Data for the task:
——

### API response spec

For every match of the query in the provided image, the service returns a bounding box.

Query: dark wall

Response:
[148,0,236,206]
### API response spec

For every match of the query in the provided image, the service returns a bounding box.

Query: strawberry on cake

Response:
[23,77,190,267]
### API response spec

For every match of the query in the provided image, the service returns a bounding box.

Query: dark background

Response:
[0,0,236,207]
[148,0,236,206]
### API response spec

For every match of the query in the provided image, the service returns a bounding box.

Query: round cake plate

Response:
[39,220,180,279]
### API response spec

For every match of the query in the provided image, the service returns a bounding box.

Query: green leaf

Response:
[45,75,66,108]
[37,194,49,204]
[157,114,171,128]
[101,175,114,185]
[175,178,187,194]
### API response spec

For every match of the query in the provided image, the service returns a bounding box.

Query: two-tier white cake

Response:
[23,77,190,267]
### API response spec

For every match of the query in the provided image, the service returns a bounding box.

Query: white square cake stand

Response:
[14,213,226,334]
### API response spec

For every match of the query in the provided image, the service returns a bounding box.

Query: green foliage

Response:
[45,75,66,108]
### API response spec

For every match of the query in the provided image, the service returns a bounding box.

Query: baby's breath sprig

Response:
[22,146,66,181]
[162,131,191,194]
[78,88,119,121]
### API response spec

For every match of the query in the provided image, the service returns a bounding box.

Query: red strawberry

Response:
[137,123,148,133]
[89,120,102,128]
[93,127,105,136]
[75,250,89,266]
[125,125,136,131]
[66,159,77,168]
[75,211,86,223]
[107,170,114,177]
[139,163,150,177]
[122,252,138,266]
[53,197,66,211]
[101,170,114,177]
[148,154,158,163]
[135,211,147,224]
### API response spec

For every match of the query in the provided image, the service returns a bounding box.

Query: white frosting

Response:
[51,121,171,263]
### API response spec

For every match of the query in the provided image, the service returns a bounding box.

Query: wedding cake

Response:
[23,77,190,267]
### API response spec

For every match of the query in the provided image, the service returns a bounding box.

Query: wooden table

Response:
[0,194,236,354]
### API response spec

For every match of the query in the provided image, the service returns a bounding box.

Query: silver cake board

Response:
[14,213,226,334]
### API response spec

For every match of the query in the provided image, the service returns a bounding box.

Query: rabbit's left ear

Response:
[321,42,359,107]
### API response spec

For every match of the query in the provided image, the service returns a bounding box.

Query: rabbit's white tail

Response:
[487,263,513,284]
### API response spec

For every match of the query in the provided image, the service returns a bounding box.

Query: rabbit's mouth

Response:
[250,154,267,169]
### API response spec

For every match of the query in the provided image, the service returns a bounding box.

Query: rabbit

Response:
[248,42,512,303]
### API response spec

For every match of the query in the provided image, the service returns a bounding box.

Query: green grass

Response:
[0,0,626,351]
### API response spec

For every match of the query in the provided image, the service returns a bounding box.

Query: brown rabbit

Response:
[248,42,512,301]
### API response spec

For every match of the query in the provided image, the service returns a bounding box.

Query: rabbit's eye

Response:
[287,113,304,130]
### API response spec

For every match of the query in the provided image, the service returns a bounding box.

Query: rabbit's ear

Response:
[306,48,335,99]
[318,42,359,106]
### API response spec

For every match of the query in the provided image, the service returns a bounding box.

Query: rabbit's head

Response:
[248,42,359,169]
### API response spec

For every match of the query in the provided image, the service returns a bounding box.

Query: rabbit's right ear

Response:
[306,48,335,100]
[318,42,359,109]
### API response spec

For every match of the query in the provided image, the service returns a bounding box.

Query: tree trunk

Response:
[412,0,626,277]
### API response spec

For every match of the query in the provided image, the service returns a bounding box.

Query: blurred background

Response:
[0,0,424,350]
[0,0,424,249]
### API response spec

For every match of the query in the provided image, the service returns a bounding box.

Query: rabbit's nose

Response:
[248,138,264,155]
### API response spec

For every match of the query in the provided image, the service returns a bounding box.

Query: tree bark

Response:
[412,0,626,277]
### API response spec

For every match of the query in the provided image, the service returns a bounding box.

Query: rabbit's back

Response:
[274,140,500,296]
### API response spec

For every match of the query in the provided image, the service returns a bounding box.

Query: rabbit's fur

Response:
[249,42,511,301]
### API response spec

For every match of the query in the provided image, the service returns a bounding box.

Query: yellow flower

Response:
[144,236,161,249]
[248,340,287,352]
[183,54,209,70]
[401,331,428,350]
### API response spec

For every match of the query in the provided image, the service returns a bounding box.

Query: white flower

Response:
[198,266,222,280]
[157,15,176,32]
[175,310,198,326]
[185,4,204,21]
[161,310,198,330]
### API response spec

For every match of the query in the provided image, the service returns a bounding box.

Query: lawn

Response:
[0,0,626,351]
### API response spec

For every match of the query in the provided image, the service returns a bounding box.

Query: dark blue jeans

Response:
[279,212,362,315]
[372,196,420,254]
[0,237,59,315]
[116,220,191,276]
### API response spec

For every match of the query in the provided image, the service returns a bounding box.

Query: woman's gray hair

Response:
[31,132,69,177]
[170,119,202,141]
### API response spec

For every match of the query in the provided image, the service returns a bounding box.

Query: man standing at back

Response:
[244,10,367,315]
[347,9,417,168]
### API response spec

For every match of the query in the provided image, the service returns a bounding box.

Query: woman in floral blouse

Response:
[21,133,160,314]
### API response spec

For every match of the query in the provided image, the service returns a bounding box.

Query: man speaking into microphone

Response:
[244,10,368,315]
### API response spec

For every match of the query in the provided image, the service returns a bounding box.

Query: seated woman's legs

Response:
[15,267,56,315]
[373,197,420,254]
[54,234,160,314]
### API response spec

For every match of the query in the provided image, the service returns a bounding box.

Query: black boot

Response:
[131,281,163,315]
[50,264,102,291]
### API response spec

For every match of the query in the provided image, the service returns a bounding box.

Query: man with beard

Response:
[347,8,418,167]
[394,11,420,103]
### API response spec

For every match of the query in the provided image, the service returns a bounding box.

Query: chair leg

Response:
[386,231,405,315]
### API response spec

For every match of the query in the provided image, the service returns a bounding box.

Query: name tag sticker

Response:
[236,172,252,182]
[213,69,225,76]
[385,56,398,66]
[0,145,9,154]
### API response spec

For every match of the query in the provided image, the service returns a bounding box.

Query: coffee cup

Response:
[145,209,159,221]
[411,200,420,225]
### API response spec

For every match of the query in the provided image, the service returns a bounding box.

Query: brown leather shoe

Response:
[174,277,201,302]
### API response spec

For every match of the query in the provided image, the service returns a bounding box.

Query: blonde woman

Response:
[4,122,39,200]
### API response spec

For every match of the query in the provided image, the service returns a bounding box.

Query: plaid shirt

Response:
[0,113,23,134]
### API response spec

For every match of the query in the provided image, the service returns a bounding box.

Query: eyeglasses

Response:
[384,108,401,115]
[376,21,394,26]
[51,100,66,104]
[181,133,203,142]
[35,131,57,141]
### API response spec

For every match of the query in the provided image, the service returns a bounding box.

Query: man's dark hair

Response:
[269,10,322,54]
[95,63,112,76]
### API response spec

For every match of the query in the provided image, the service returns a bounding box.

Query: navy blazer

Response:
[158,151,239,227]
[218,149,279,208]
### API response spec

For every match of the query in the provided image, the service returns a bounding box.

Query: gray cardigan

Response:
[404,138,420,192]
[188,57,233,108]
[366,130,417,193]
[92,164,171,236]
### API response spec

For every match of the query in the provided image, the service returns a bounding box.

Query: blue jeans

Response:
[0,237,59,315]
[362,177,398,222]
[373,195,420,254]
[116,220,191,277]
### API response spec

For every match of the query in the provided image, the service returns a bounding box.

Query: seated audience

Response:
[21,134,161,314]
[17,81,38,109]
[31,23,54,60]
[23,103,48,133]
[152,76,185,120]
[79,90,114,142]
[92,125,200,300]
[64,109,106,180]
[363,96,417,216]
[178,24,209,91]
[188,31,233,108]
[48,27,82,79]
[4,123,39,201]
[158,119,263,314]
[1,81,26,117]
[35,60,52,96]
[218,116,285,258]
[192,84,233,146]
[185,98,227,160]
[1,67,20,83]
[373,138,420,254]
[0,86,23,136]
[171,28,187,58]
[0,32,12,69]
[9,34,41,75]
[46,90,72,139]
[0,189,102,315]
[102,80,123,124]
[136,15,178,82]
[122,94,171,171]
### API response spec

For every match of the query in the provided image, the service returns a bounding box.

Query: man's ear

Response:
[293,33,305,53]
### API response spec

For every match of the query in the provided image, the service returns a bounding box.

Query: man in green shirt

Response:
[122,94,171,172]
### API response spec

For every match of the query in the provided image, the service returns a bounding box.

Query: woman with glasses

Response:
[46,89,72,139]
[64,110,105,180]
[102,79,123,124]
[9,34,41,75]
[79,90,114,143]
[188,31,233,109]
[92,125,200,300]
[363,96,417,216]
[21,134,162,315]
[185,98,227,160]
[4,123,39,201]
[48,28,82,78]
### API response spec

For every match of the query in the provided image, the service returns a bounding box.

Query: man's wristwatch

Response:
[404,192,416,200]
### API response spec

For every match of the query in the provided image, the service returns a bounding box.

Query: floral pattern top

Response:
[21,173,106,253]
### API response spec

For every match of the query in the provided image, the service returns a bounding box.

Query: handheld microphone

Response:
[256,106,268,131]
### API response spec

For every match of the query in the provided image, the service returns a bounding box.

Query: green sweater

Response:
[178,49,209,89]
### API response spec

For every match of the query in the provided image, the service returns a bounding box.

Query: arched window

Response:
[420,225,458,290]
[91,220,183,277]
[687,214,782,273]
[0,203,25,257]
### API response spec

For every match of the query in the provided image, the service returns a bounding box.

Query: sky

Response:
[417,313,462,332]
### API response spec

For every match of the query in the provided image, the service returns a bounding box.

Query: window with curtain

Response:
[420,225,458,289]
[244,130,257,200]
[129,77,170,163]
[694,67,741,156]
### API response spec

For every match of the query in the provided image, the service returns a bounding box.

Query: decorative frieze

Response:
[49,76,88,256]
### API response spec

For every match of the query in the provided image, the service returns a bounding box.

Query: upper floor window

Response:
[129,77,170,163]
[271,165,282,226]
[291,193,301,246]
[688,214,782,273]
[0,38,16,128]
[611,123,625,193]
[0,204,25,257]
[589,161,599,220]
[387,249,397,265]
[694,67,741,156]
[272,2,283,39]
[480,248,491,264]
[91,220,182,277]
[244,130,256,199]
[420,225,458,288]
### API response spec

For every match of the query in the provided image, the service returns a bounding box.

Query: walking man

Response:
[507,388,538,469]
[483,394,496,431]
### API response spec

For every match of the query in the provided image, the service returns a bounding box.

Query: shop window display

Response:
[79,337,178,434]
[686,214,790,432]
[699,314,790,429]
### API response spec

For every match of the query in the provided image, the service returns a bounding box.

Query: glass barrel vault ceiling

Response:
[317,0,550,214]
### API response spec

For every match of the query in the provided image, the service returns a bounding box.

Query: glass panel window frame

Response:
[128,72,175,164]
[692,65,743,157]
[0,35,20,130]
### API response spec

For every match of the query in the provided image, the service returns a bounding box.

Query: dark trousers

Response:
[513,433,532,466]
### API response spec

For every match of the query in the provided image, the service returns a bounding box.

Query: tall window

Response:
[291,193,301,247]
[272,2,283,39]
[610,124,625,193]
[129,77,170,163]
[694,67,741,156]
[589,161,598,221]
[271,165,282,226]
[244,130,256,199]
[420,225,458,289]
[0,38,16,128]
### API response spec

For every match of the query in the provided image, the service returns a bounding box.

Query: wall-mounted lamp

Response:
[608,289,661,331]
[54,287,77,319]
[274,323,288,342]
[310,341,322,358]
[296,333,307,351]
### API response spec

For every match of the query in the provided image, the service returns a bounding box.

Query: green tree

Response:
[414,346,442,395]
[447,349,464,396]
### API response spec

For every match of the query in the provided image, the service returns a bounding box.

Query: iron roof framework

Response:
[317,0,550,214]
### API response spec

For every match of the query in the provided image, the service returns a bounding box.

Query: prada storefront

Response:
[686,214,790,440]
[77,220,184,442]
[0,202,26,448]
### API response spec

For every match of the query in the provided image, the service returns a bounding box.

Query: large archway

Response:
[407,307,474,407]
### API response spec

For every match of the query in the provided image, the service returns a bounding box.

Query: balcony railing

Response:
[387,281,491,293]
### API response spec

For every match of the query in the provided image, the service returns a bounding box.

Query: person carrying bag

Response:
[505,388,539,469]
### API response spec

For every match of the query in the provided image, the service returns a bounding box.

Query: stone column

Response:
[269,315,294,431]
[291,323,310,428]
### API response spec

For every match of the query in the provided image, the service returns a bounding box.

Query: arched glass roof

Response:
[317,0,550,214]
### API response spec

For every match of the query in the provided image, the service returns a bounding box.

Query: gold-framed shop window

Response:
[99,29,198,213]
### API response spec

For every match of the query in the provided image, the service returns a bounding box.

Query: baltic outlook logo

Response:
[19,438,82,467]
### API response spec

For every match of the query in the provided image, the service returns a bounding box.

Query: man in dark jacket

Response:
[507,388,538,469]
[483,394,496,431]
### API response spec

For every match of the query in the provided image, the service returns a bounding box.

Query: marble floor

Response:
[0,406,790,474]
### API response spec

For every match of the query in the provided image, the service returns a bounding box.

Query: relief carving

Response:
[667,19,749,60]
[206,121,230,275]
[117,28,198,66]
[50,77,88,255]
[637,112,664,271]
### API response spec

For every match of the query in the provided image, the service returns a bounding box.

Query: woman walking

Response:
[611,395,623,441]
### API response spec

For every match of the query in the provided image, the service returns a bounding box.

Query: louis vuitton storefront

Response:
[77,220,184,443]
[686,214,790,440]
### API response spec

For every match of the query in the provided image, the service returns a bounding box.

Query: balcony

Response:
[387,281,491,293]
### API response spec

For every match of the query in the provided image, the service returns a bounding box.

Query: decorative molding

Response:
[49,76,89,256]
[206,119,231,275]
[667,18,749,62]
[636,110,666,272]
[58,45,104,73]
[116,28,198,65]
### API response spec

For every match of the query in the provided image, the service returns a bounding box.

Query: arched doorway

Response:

——

Required work: Report every line in the rows above that contains the word "microphone".

Final result:
Query: man speaking into microphone
Query: handheld microphone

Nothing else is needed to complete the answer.